→ Your objective: Pick out and copy every line of the data that contains the string "rough". Case counts.

→ Listed records:
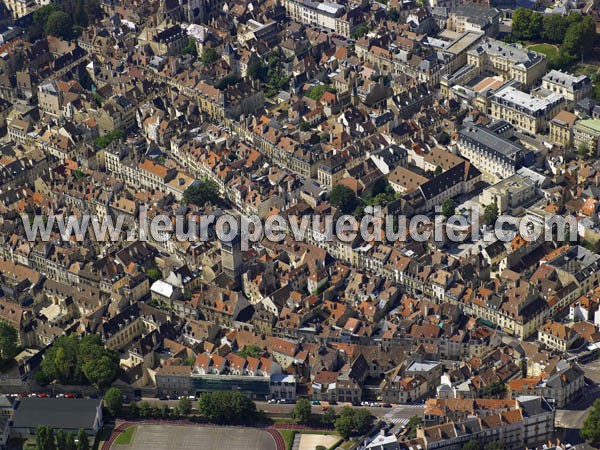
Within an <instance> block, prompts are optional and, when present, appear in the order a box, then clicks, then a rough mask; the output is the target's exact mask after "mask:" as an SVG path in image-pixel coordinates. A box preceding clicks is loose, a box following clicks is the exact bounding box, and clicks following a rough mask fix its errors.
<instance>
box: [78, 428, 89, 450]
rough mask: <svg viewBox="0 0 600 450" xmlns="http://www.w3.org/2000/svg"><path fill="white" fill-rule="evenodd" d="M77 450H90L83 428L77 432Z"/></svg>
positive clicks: (88, 439) (88, 442)
mask: <svg viewBox="0 0 600 450" xmlns="http://www.w3.org/2000/svg"><path fill="white" fill-rule="evenodd" d="M77 450H90V439H89V438H88V435H87V434H86V432H85V430H84V429H83V428H80V429H79V431H78V432H77Z"/></svg>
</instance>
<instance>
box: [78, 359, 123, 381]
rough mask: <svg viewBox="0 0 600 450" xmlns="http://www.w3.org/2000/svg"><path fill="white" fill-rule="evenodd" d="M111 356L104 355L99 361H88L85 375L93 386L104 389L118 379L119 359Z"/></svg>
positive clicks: (85, 368)
mask: <svg viewBox="0 0 600 450" xmlns="http://www.w3.org/2000/svg"><path fill="white" fill-rule="evenodd" d="M112 356H114V355H113V354H112V352H111V354H105V355H102V356H101V357H100V358H98V359H93V360H90V361H87V362H86V363H85V364H84V365H83V374H84V375H85V377H86V378H87V380H88V382H90V383H91V384H92V385H93V386H95V387H97V388H98V389H103V388H105V387H107V386H109V385H110V383H111V382H112V381H113V380H114V379H115V378H116V377H117V371H118V367H119V365H118V364H119V362H118V359H115V358H114V357H112Z"/></svg>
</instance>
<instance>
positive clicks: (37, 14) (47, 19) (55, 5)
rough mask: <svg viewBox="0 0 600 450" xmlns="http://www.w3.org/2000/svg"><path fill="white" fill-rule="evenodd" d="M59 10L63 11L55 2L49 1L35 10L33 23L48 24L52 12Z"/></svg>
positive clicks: (33, 12) (41, 24)
mask: <svg viewBox="0 0 600 450" xmlns="http://www.w3.org/2000/svg"><path fill="white" fill-rule="evenodd" d="M58 11H62V9H60V8H59V7H58V6H57V5H56V4H54V3H49V4H47V5H45V6H42V7H41V8H38V9H36V10H35V11H34V12H33V23H35V24H37V25H40V26H42V27H43V26H45V25H46V22H47V21H48V17H50V15H51V14H52V13H55V12H58Z"/></svg>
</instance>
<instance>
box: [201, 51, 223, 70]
mask: <svg viewBox="0 0 600 450" xmlns="http://www.w3.org/2000/svg"><path fill="white" fill-rule="evenodd" d="M218 59H219V54H218V53H217V51H216V50H215V49H214V48H210V47H206V48H205V49H204V50H203V51H202V57H201V58H200V60H201V61H202V64H204V65H205V66H208V65H209V64H212V63H214V62H215V61H217V60H218Z"/></svg>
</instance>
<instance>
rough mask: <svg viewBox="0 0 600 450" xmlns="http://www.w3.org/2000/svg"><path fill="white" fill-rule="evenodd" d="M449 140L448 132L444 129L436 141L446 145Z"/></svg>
mask: <svg viewBox="0 0 600 450" xmlns="http://www.w3.org/2000/svg"><path fill="white" fill-rule="evenodd" d="M450 141H451V138H450V135H449V134H448V133H446V132H445V131H442V132H441V133H440V137H439V138H438V142H439V143H440V144H441V145H448V144H449V143H450Z"/></svg>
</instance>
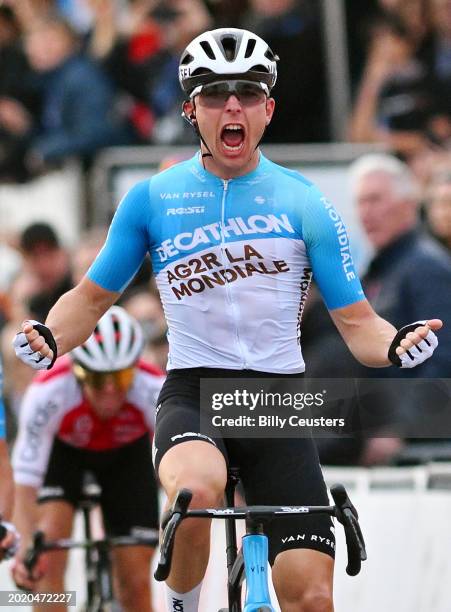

→ Response to the task:
Within an <instance> block, prompts are optional and, when present, appear in the order a box, then clicks, then a rough mask; the output is the target's exact mask after "mask:" as an SVG path in image-pixel coordinates. A box preceding clicks is loose, a box following clicks is the exact bounding box, and clicks following a rough mask fix its errors.
rough mask: <svg viewBox="0 0 600 450" xmlns="http://www.w3.org/2000/svg"><path fill="white" fill-rule="evenodd" d="M77 450H90L83 428L77 432Z"/></svg>
rough mask: <svg viewBox="0 0 600 450" xmlns="http://www.w3.org/2000/svg"><path fill="white" fill-rule="evenodd" d="M111 356L104 355L99 361H88L85 375L93 386L104 389L118 379L119 359Z"/></svg>
rough mask: <svg viewBox="0 0 600 450" xmlns="http://www.w3.org/2000/svg"><path fill="white" fill-rule="evenodd" d="M59 10L63 11L55 2L49 1L35 10L33 23L48 24L52 12Z"/></svg>
rough mask: <svg viewBox="0 0 600 450" xmlns="http://www.w3.org/2000/svg"><path fill="white" fill-rule="evenodd" d="M449 140L448 132L444 129L436 141L446 145Z"/></svg>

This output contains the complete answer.